* **Aim of the exercise**:
Repeat exactly the lines from the one containing "# tag every instance of the blue jeans" through the last line of the records below, both included, and nothing else.

[Natural language region descriptions]
┌────────
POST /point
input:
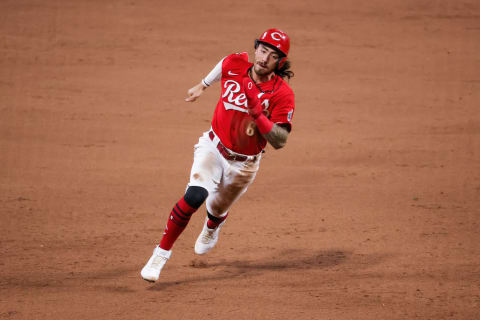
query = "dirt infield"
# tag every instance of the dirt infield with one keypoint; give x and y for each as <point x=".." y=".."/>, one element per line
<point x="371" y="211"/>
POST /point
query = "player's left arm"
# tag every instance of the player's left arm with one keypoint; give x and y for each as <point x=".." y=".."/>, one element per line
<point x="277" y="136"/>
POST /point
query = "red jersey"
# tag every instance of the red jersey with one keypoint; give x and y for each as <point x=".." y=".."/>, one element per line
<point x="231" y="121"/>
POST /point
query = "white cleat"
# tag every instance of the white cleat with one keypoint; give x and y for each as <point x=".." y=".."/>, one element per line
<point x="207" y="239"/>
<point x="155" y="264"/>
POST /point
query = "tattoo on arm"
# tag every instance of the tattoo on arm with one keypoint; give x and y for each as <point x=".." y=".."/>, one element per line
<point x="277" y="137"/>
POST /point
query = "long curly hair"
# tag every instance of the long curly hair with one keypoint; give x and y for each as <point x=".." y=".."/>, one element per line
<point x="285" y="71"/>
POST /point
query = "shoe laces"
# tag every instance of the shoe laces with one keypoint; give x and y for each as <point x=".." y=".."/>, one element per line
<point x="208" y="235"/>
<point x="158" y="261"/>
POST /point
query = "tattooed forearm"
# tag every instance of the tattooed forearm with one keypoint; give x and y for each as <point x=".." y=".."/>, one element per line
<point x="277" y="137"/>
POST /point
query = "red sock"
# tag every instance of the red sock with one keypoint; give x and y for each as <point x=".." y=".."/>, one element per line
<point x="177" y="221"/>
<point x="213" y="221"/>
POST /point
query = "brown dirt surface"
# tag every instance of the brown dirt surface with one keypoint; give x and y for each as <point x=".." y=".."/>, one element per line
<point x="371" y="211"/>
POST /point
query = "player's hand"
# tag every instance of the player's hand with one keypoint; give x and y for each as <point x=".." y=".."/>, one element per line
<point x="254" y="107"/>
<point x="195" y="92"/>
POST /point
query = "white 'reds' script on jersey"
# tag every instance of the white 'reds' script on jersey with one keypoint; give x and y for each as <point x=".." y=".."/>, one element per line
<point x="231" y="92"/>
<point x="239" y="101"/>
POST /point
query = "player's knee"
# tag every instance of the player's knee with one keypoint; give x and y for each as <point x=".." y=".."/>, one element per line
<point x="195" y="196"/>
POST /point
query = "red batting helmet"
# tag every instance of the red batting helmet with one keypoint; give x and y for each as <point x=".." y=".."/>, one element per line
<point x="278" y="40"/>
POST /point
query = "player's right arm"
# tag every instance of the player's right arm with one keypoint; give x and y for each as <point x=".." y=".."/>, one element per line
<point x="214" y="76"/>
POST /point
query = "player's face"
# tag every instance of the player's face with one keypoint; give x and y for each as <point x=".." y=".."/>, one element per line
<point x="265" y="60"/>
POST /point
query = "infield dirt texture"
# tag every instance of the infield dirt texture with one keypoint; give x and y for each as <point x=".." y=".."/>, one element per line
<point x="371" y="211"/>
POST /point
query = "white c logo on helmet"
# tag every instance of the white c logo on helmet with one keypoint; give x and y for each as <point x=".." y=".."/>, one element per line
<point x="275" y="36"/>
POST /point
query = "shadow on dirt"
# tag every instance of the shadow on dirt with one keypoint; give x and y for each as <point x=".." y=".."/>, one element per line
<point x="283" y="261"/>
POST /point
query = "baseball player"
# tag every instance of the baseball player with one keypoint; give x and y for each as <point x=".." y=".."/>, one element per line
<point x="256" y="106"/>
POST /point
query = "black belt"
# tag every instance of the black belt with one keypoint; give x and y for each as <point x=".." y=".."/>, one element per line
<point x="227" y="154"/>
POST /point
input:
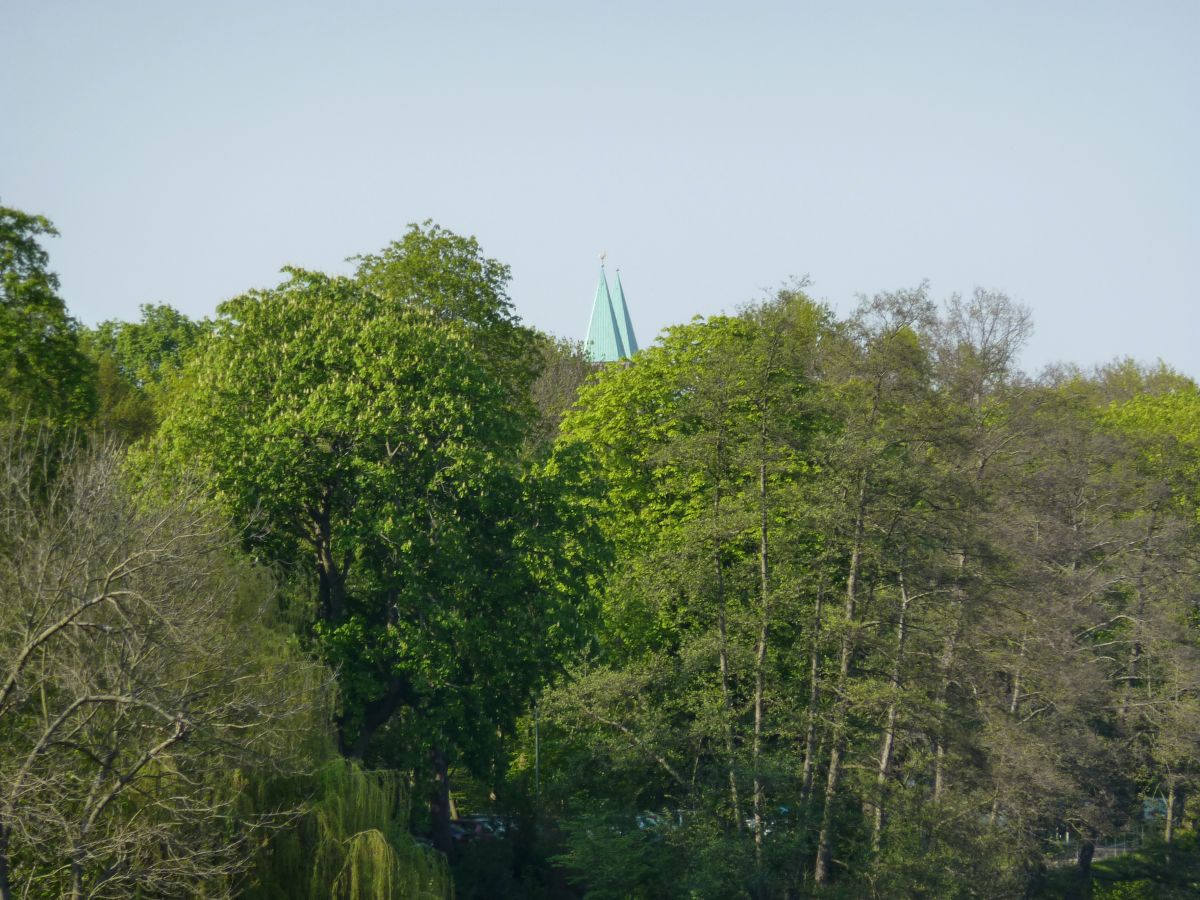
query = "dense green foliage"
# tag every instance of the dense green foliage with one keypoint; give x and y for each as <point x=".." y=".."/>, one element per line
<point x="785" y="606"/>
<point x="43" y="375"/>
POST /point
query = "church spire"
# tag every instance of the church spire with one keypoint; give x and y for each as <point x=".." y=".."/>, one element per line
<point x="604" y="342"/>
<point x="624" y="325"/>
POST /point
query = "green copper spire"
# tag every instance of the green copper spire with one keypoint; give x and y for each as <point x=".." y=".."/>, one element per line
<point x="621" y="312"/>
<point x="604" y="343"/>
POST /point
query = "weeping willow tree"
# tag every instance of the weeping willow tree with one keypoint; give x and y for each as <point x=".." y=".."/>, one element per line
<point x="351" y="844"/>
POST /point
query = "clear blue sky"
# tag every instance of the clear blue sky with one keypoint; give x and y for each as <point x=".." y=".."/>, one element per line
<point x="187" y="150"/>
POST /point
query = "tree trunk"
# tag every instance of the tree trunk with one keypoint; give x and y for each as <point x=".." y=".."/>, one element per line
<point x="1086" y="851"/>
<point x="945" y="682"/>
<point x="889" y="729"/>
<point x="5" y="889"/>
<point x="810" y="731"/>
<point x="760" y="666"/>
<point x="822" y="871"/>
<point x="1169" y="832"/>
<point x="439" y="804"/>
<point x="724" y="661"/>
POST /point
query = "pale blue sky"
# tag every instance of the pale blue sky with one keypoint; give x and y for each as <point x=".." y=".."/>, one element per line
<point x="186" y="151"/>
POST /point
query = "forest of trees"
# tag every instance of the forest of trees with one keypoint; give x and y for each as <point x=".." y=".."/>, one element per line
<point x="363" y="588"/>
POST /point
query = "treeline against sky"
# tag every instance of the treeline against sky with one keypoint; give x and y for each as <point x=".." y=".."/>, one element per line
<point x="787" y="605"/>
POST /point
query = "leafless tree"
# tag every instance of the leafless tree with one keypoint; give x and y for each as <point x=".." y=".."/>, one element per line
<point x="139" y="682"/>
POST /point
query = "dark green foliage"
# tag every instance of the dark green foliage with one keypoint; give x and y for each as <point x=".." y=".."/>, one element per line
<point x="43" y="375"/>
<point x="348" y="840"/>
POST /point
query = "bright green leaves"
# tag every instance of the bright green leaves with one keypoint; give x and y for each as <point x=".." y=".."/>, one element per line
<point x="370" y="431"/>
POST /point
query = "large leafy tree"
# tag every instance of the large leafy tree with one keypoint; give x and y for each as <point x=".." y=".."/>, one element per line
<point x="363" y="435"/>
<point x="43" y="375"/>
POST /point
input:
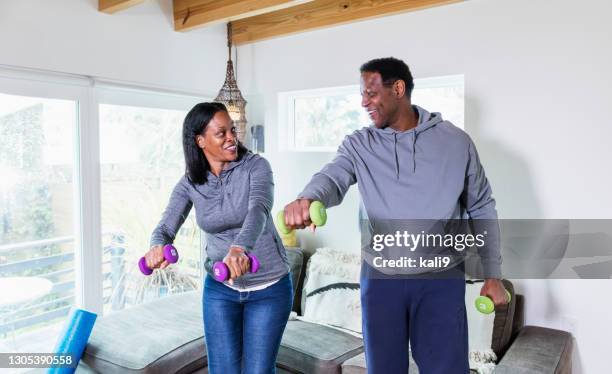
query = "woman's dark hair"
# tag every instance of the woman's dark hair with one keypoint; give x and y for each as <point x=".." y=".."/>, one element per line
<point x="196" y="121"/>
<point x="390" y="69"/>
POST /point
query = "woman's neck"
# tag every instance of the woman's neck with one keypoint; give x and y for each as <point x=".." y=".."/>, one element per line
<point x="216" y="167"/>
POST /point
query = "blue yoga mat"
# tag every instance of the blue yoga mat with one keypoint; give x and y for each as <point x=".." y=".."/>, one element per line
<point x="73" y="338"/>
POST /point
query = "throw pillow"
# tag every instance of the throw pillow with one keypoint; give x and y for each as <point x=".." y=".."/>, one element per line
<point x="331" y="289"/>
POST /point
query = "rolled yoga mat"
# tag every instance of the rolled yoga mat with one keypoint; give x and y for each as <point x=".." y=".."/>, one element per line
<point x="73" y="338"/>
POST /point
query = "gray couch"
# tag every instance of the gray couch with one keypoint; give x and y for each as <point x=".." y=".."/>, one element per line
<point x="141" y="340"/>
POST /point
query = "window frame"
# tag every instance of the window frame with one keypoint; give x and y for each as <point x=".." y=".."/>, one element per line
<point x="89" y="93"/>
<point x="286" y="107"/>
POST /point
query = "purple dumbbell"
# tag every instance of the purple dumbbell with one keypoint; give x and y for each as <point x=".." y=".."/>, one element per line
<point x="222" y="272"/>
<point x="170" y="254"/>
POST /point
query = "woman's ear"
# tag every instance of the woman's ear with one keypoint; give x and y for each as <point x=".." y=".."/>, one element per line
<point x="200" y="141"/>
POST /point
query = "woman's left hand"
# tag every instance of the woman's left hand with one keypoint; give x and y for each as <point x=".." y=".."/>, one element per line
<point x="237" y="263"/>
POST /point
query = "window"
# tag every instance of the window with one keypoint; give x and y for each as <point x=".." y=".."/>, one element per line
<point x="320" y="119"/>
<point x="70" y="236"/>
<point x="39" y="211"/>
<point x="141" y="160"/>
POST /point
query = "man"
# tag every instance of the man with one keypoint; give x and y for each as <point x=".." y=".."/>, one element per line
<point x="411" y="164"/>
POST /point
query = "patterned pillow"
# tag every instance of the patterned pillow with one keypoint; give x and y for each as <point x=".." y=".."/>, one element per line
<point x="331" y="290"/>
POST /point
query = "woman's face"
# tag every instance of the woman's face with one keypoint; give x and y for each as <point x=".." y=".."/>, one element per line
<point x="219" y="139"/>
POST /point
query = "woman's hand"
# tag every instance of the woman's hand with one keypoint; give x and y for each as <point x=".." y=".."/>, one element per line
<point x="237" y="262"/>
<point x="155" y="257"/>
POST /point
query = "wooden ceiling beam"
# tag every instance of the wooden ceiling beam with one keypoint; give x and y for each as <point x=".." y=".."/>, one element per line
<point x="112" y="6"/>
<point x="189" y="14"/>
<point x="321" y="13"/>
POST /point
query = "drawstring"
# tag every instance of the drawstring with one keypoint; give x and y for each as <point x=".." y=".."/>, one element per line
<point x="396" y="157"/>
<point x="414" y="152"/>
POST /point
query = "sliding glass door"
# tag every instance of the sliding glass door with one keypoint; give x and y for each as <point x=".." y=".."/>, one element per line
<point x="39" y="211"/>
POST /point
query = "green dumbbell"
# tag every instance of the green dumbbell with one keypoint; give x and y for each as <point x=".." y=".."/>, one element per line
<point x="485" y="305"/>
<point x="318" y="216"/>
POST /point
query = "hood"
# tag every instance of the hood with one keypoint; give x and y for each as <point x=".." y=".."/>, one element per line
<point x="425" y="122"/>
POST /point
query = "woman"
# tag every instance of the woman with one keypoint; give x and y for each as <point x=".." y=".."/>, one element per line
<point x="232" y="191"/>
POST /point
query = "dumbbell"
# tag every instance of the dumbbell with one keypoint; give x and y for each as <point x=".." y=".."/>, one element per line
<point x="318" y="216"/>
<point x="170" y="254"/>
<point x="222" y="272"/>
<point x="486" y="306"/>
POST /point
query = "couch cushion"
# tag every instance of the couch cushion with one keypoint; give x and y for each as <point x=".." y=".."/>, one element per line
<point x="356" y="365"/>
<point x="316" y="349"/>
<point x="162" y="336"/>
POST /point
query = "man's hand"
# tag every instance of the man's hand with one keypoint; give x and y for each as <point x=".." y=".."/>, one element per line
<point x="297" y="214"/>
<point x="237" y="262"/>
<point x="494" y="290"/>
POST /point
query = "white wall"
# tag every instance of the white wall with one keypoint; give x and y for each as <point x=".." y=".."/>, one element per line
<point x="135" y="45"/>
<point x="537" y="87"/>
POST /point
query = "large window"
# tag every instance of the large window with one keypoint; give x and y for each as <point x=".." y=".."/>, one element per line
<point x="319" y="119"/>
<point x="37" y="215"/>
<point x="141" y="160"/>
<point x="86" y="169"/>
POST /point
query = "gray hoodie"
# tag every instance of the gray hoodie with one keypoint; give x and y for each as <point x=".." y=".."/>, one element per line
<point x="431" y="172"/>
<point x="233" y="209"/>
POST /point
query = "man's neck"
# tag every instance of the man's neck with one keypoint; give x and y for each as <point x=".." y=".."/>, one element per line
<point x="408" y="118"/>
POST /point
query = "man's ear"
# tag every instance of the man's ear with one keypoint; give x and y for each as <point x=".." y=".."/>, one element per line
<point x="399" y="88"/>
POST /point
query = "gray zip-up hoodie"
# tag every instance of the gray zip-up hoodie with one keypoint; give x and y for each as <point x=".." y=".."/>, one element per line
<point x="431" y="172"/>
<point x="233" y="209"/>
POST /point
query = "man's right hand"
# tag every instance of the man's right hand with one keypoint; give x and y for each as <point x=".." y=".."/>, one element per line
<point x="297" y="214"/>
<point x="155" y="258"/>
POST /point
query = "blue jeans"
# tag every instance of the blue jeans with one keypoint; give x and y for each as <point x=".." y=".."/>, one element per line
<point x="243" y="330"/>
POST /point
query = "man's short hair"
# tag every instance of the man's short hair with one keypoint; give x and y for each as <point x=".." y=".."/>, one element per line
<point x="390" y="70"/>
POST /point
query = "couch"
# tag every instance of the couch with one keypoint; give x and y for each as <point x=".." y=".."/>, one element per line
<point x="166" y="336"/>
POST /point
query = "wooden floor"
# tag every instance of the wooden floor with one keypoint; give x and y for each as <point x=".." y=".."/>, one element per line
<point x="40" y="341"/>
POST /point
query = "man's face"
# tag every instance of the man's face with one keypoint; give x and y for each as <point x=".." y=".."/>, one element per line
└────────
* **Answer space**:
# tag every instance of the blue jeans with one keypoint; give x and y for each as <point x=".." y=".."/>, one element per line
<point x="243" y="330"/>
POST /point
query = "man's short hair"
# tag every instance of the man's short hair with one keypoint; give x and y for each as <point x=".." y=".."/>, one element per line
<point x="390" y="70"/>
POST /point
query = "couch"
# tag every instance of the couch with one keypoint; give x and y for each as <point x=".." y=".."/>, one element per line
<point x="166" y="336"/>
POST /point
query = "wooden floor"
# tag every instance of the wooden floor with one keypoint; give x and y for each as <point x=".." y=".."/>, one element per line
<point x="40" y="341"/>
POST /point
query = "man's face"
# tag every instance of the man's face with one keypoint; give x and y for each as <point x=".." y=".."/>, one element per line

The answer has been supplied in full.